Eye For Film >> Movies >> Birder (2023) Film Review
Reviewed by: Jennie Kermode
The state motto of New Hampshire is ‘live free or die’. Some people take it too seriously.
Birder begins with a romantic scene between two men who are camping by a lake, but as director Nate Dushku distracts us with the beauty of the trees, the dappled light on the water, the serene blue sky overhead, it slowly becomes apparent that one of the men has disappeared. The other sits by their camp fire burning papers and clothing. He tidies everything away as a responsible hiker (or murderer) should, then leaves the scene.
This is the birder, a man who will subsequently introduce himself as Kristian, from Green River in Vermont, though we can never be fully certain of his identity. In certain circles, people don’t push. There are plenty of sympathetic reasons why a man might wish to be discreet. Later he will claim to be living off money inherited from his parents, so perhaps he’s simply drifting around, enjoying his freedom. His flirtation with an adolescent boy at a gas station provides another little hint of something more sinister. Perhaps it’s just intended to be flattering, a little encouragement for a kid who may be gay but lack the confidence to express himself. Perhaps it’s something else.
The bulk of the action takes place at Lotus Cove, a woodland nudist camp on the shores of a lake. It’s a place where freedom is expressed in the ease with which people come and go, the relaxed attitude to sex, and the general atmosphere of acceptance. There are people here of various genders, not just gay men, and everybody is willing to get physical except for ranger Delilah (Deilah DuBois, but that may simply be because she’s on duty – she’s friendly enough. There are freewheeling conversations, late night campfires, alcohol and other inebriating substances. It’s a place where anything goes – and that’s a problem.

[Challenges]
1. According to the review, what are the ways in which freedom is expressed at Lotus Cove?
2. Reproduce the passage of the review that begins at the words "Birder begins with" and ends after the words "leaves the scene.".
The entries below come from a separate source unrelated to the review.

[Supplied entries]
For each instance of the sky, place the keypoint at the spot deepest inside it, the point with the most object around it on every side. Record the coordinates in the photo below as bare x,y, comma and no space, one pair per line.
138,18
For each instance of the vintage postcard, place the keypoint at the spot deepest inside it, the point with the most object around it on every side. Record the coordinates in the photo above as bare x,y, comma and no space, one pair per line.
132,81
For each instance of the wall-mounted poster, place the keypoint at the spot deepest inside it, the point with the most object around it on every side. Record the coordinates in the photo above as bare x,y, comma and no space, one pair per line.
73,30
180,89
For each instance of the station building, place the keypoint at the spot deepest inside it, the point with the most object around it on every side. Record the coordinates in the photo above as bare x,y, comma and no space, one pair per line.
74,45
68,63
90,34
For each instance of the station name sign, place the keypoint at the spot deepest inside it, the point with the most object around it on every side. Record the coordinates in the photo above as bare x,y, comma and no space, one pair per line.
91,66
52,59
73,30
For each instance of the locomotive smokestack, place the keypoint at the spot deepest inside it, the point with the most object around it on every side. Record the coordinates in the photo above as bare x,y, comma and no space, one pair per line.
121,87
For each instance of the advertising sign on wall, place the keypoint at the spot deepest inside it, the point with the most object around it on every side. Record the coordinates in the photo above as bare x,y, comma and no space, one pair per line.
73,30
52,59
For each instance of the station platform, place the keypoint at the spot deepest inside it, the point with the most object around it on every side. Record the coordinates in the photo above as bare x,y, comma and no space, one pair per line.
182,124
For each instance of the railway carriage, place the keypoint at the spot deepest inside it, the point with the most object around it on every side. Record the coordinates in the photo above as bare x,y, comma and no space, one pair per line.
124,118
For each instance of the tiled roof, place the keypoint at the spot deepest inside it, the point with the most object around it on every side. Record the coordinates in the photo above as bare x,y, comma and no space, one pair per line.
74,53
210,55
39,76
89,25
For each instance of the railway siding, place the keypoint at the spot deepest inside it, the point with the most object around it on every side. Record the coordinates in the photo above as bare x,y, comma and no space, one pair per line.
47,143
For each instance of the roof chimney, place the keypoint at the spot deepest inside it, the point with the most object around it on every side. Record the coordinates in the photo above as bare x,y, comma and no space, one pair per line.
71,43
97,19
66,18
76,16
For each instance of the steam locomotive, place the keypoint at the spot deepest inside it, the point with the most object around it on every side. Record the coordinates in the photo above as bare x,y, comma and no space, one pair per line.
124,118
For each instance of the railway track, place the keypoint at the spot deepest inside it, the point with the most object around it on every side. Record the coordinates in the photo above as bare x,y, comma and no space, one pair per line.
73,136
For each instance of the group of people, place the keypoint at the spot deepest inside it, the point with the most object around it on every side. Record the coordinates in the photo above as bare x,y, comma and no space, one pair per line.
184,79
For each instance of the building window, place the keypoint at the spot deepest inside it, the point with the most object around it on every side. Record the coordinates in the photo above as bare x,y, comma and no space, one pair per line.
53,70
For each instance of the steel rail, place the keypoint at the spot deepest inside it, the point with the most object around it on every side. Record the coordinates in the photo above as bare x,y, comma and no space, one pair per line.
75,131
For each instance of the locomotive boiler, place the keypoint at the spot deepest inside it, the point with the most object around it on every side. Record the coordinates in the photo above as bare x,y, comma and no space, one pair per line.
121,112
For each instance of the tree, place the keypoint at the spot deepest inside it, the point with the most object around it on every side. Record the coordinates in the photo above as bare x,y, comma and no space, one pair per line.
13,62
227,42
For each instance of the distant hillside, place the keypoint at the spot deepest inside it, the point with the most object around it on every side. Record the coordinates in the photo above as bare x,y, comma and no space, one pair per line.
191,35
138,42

[Responses to the exercise]
1.
- the ease with which people come and go
- the relaxed attitude to sex
- the general atmosphere of acceptance

2.
Birder begins with a romantic scene between two men who are camping by a lake, but as director Nate Dushku distracts us with the beauty of the trees, the dappled light on the water, the serene blue sky overhead, it slowly becomes apparent that one of the men has disappeared. The other sits by their camp fire burning papers and clothing. He tidies everything away as a responsible hiker (or murderer) should, then leaves the scene.